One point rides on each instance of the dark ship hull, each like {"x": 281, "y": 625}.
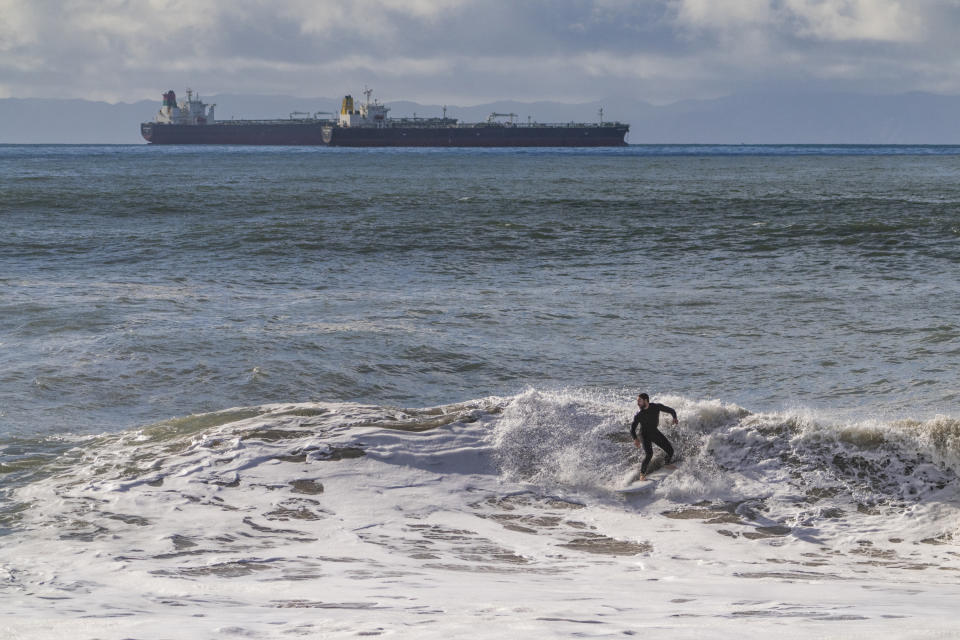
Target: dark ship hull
{"x": 235, "y": 132}
{"x": 317, "y": 133}
{"x": 480, "y": 136}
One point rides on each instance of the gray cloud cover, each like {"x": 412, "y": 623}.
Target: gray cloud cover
{"x": 471, "y": 51}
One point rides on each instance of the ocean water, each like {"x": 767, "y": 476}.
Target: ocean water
{"x": 281, "y": 392}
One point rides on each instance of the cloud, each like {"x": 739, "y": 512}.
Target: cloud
{"x": 475, "y": 50}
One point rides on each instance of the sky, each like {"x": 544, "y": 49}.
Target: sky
{"x": 475, "y": 51}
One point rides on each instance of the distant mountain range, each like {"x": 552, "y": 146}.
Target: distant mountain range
{"x": 824, "y": 118}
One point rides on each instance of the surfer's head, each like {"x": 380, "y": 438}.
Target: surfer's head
{"x": 643, "y": 401}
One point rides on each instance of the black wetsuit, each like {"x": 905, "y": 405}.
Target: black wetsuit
{"x": 649, "y": 420}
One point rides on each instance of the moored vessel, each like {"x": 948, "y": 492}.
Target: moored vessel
{"x": 368, "y": 125}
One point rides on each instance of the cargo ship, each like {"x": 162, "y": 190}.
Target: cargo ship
{"x": 366, "y": 124}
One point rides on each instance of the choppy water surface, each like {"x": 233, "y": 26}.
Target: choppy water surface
{"x": 204, "y": 354}
{"x": 144, "y": 283}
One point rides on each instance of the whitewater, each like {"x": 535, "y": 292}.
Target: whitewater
{"x": 281, "y": 392}
{"x": 491, "y": 518}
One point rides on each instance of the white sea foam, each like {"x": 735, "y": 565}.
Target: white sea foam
{"x": 492, "y": 518}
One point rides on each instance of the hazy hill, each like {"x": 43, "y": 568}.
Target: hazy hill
{"x": 914, "y": 118}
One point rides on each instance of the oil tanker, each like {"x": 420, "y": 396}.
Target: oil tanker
{"x": 366, "y": 124}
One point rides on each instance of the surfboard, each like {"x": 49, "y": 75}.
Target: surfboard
{"x": 653, "y": 479}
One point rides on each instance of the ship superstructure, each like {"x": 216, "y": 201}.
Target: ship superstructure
{"x": 367, "y": 124}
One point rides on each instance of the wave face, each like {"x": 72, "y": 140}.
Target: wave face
{"x": 338, "y": 519}
{"x": 140, "y": 283}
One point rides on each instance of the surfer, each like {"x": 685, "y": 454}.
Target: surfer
{"x": 649, "y": 419}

──────

Quote the full listing above word for word; exclude every picture from the copy.

**TASK ANSWER**
One point rides on each instance of the dark ship hull, each like {"x": 281, "y": 625}.
Target: dark ship hull
{"x": 235, "y": 132}
{"x": 317, "y": 133}
{"x": 480, "y": 136}
One point rides on each instance of the gray cloud cover, each like {"x": 412, "y": 623}.
Target: gray cloud cover
{"x": 471, "y": 51}
One point rides on each instance of the ocean water, each like {"x": 767, "y": 476}.
Target: ocean water
{"x": 281, "y": 392}
One point rides on each instance of the cloud, each like {"x": 739, "y": 512}.
Target: cloud
{"x": 475, "y": 50}
One point rides on each instance of the sky, each like {"x": 544, "y": 49}.
Target: sky
{"x": 475, "y": 51}
One point rides on each instance of the distant mountain range, each like {"x": 552, "y": 146}.
Target: distant mountain range
{"x": 824, "y": 118}
One point rides on each instance of the surfer's head, each like {"x": 380, "y": 438}.
Target: surfer's head
{"x": 643, "y": 401}
One point rides on each instance of the black wetsuit, each like {"x": 905, "y": 405}.
Target: black wetsuit
{"x": 649, "y": 420}
One point rides on each instance of the moored vessel, each like {"x": 948, "y": 492}.
Target: moored vessel
{"x": 368, "y": 125}
One point rides on each instance of the cargo ship, each like {"x": 162, "y": 190}.
Target: cargo ship
{"x": 366, "y": 124}
One point rides on each instance of the choppy water surface, each like {"x": 233, "y": 26}.
Target: choppy water surface
{"x": 204, "y": 354}
{"x": 144, "y": 283}
One point rides on each instance of the whitewater, each like {"x": 535, "y": 292}.
Target: whitewater
{"x": 281, "y": 392}
{"x": 491, "y": 518}
One point rides on each instance of the white sea foam, each like {"x": 735, "y": 565}.
Target: white sea foam
{"x": 492, "y": 518}
One point rides on each instance of the hazy hill, each like {"x": 43, "y": 568}.
Target: hazy hill
{"x": 914, "y": 118}
One point rides on each instance of the oil tanker, each like {"x": 420, "y": 396}.
Target: oil tanker
{"x": 366, "y": 124}
One point rides on each instance of the surfboard, each like {"x": 49, "y": 75}.
Target: surfboard
{"x": 653, "y": 479}
One point rides on each instance of the ship superstructure, each like {"x": 216, "y": 201}.
Target: ship superstructure
{"x": 367, "y": 124}
One point rides on each instance of the wave face, each like {"x": 72, "y": 140}.
Target: wave face
{"x": 338, "y": 519}
{"x": 140, "y": 283}
One point rides on each instance of the surfer, each like {"x": 685, "y": 454}.
Target: surfer
{"x": 649, "y": 419}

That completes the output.